WASHINGTON - The Supreme Court's landmark ruling on same-sex marriage has private employers around the country scrambling to make sure their employee benefit plans comply with the law.
The impact of the decision striking down part of the federal Defense of Marriage Act is clear in the 13 states and the District of Columbia where gay marriage is currently legal, or soon will be: Same-sex married couples must be treated the same as other spouses under federal laws governing tax, health care, pensions and other federal benefits.
But employee benefit experts say the effect of the ruling remains murky in the other 37 states. The court left intact another provision of the federal anti-gay marriage law that allows one state not to recognize a same-sex marriage performed elsewhere.
"What's the federal government going to do when you have a valid marriage in New York and the couple
moves to Texas? We don't know the answer to that," said Scott Macey, president of the ERISA Industry Committee that represents large employers.
The confusion is creating uncertainty for many companies that operate nationwide and want to administer benefit plans in a uniform manner.

→ Study material:
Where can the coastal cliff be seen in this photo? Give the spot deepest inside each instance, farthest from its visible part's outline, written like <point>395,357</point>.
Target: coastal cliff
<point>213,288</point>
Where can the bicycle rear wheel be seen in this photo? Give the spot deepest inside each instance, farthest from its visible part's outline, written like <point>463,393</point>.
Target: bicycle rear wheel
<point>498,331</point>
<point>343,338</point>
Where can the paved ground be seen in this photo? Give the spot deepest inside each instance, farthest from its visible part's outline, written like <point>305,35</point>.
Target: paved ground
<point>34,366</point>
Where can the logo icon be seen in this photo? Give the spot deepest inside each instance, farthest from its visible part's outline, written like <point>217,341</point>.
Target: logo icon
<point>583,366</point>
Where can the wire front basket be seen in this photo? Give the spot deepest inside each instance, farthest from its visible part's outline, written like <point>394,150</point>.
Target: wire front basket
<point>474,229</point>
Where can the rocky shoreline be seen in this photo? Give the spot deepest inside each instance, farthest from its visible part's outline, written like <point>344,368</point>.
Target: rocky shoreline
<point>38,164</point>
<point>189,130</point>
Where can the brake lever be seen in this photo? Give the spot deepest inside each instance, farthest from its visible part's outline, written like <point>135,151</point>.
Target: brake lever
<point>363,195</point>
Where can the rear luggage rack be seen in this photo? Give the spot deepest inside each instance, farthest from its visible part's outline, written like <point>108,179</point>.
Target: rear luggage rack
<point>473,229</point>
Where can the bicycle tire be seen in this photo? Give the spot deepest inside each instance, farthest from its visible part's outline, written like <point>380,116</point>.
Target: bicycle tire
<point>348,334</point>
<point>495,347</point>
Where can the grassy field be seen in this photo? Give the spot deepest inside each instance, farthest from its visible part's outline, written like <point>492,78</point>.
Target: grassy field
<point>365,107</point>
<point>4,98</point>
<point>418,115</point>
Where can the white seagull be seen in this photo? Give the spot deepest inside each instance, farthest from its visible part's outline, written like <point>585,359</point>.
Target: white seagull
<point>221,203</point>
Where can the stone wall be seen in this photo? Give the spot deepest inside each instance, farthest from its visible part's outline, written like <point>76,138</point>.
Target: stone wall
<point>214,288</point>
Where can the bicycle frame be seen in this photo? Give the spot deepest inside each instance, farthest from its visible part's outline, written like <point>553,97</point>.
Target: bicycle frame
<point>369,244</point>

→ Your instructions:
Using the article on the same-sex marriage ruling, decide whether each statement agrees with the text. Answer yes or no for each, and quote the words of the text that decide it.
1. Gay marriage is currently legal, or soon will be, in 13 states and the District of Columbia.
2. The Supreme Court struck down the whole Defense of Marriage Act.
3. Scott Macey's committee represents small employers.

→ Output for this exercise:
1. Yes: "the 13 states and the District of Columbia where gay marriage is currently legal, or soon will be"
2. No: "striking down part of the federal Defense of Marriage Act"
3. No: "the ERISA Industry Committee that represents large employers"